### What the exercise asks
Repeat the material in full. Keep every line exactly as it is.

### Given records
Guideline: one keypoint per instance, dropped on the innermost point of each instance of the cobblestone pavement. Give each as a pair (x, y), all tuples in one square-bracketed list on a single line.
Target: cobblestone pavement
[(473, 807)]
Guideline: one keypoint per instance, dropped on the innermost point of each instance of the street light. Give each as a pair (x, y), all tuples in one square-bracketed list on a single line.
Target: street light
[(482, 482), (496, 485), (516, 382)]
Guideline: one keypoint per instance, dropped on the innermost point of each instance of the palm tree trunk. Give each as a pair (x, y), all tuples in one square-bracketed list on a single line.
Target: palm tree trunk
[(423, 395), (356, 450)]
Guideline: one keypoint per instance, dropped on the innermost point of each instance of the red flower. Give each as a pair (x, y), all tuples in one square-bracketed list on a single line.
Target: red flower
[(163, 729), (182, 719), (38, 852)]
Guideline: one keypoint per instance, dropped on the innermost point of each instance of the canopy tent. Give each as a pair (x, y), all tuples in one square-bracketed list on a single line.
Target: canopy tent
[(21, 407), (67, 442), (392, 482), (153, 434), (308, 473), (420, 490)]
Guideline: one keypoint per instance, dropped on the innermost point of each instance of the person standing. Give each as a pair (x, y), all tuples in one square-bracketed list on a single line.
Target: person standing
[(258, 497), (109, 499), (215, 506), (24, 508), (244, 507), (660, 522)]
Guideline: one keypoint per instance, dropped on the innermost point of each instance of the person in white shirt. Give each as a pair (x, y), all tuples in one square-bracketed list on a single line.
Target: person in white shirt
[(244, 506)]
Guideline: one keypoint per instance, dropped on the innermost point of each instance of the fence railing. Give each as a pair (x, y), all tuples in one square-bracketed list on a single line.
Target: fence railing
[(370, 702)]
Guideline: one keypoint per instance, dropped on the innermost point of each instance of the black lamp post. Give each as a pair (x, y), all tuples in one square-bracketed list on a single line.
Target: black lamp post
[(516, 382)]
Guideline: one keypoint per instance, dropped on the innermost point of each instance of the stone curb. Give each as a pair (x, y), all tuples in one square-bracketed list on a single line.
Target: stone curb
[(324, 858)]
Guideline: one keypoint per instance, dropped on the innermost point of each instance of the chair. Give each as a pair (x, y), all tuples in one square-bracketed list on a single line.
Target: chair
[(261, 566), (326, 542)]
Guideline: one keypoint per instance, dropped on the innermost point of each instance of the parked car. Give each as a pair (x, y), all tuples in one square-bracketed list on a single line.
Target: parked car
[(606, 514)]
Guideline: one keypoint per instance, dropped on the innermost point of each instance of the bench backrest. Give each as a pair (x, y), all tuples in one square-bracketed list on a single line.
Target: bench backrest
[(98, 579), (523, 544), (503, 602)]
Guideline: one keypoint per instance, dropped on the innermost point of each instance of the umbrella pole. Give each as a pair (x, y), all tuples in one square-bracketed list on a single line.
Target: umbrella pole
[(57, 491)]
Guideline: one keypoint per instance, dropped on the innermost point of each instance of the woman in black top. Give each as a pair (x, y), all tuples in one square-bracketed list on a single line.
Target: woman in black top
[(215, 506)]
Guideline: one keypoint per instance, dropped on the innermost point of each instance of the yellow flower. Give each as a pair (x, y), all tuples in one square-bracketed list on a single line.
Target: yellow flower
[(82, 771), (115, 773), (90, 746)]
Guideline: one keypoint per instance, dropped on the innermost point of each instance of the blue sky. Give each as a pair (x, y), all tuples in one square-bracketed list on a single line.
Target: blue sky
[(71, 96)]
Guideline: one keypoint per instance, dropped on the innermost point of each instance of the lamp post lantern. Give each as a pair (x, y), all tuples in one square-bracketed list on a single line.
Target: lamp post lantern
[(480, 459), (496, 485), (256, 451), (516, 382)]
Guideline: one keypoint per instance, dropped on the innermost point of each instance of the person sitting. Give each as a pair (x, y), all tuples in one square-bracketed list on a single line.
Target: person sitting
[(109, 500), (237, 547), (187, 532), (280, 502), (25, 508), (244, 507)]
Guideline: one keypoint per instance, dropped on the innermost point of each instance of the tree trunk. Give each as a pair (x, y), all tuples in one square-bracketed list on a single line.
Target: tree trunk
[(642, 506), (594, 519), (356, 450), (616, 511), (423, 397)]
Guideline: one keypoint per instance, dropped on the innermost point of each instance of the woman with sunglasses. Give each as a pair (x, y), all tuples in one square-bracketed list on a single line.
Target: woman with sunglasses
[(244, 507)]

### Full answer
Guideline: one keypoint per instance, dropped on the innermost point of each instance of the cobblestone pavement. Give each as a pair (x, y), all tuples in one square-bracketed list on a single line.
Target: cobblestone pavement
[(473, 807)]
Guideline: one keypoint per instance, dropped on the innermost point of each instance of the street light. Give each as a pair (x, y), all tuples in one square-bracketed list on a single line.
Target: street light
[(482, 482), (496, 485), (516, 382)]
Guideline: one keypoint per instance, dropped on the innermost point of each instance of the palm tree trunk. Give each as a pair (x, y), all tuples in one square-bracketed list on a single line.
Target: palm tree trunk
[(423, 395), (356, 450)]
Guideline: one keypoint per instance, dropped on the innermost point of each instance of the red flower. Give each as a pair (x, y), all tuples in one square-bracketed list on a single line.
Target: red flower
[(163, 729), (182, 719), (38, 852)]
Guideline: one keypoint per instance, dropped on the innermost point of each instance of the canopy tent. Give each as a pair (x, y), all tuples in one square-bracketed list on a single line.
Target: canopy tent
[(21, 407), (67, 442), (392, 482), (153, 434), (308, 473), (420, 490)]
Guideline: one keypoint per instance, dropped on the innermost point of each instance of the person standing. Give each as a pair (x, y), all tuples in one square-bracketed list on a single line.
Target: person standing
[(258, 497), (109, 499), (215, 506), (24, 508), (244, 507), (660, 522)]
Guideline: one keypoint per instance, dropped on the innermost point of each instance of the person in white shirt. Give each as a pair (x, y), all tuples in one square-bracketed list on a single line.
Target: person in white shirt
[(244, 506)]
Guideline: one keypoint per instance, dropped on the innermost point of each instance of the fence railing. Give each as a pair (x, y), all tuples in one square-bracketed list on a single line.
Target: fence railing
[(370, 702)]
Guideline: one keypoint per instance, dropped on the innermost point of each instance of the black lamp post. Give each as a pair (x, y), all tuples in one square-bracketed list on a single line.
Target: black lamp post
[(516, 382)]
Guideline: one keypoint per instance, dropped on the innermost point of each instance of the stone curb. Give each as a pair (x, y), all tuples in one square-bracketed list on a single line.
Target: stone curb
[(324, 858)]
Guideline: one keypoint per instance, dropped on the innermost point of each instance of the chair. Give each as a pair (x, y), all tuples in one square-bracketed list on a single line.
Target: chair
[(261, 566), (326, 542)]
Guideline: one keypoint per instance, dropped on the innermost point of each instance of the parked car. Give each as a pair (x, y), all tuples in one square-bracketed list on a single line.
Target: parked car
[(606, 514)]
Guideline: one keypoint per instance, dropped on the innermost point of each instance of the bench backrest. Give each as a pair (x, y), all tuples in one square-bracketed list on a single line.
Target: bench backrest
[(98, 579), (523, 544), (503, 602)]
Guideline: one keypoint per instance, dropped on the innermost point of each instance of the umbrella pole. Give each as a pair (x, y), all tuples in one square-bracketed list on a single line.
Target: umbrella pole
[(57, 491)]
Guideline: one keypoint per instance, dropped on the innermost point of each instance of the woman in black top. Give each as a pair (x, y), all tuples in one square-bracketed list on a single line.
Target: woman in black top
[(215, 506)]
Guideline: one keypoint per instance, dropped on the innermost point of each instance of the yellow flower. Give each as a pair (x, y), all tuples in one square-bracketed list on a single line.
Target: yellow flower
[(82, 771), (115, 773), (90, 746)]
Guideline: one keypoint per instance, dropped on the innermost point of each instance of the blue sky. Give each as a pair (x, y), all tuples in one square-bracketed list on a single line.
Target: blue sky
[(71, 96)]
Guideline: one keypoint per instance, dropped on the innermost point of each instance of the lamp post lantern. Give each as a pair (x, y), all tuples in one square-bracketed list on a single line.
Target: lamp post lantern
[(480, 459), (496, 485), (256, 451), (516, 382)]
Guideline: one keypoint per instance, dropped on the innermost point of each instance of the person sitting. Give each as a pair (x, y), all tuples in one square-bracketed list on a single line.
Target: person sitting
[(109, 500), (237, 547), (187, 532), (280, 502), (25, 508), (244, 507)]
Guideline: one keypoint per instance, dropped on the innermost point of each instance of the tree trunk. Give each as a pair (x, y), all tuples in one square-bracketed list on a single line.
Target: tree trunk
[(642, 506), (594, 519), (356, 450), (616, 511), (423, 397)]
Guideline: one keypoint per instance, dropped on the innermost point of each instance of the woman with sunglasses. Give each as a pair (x, y), all tuples in one square-bracketed list on a single line.
Target: woman with sunglasses
[(244, 507)]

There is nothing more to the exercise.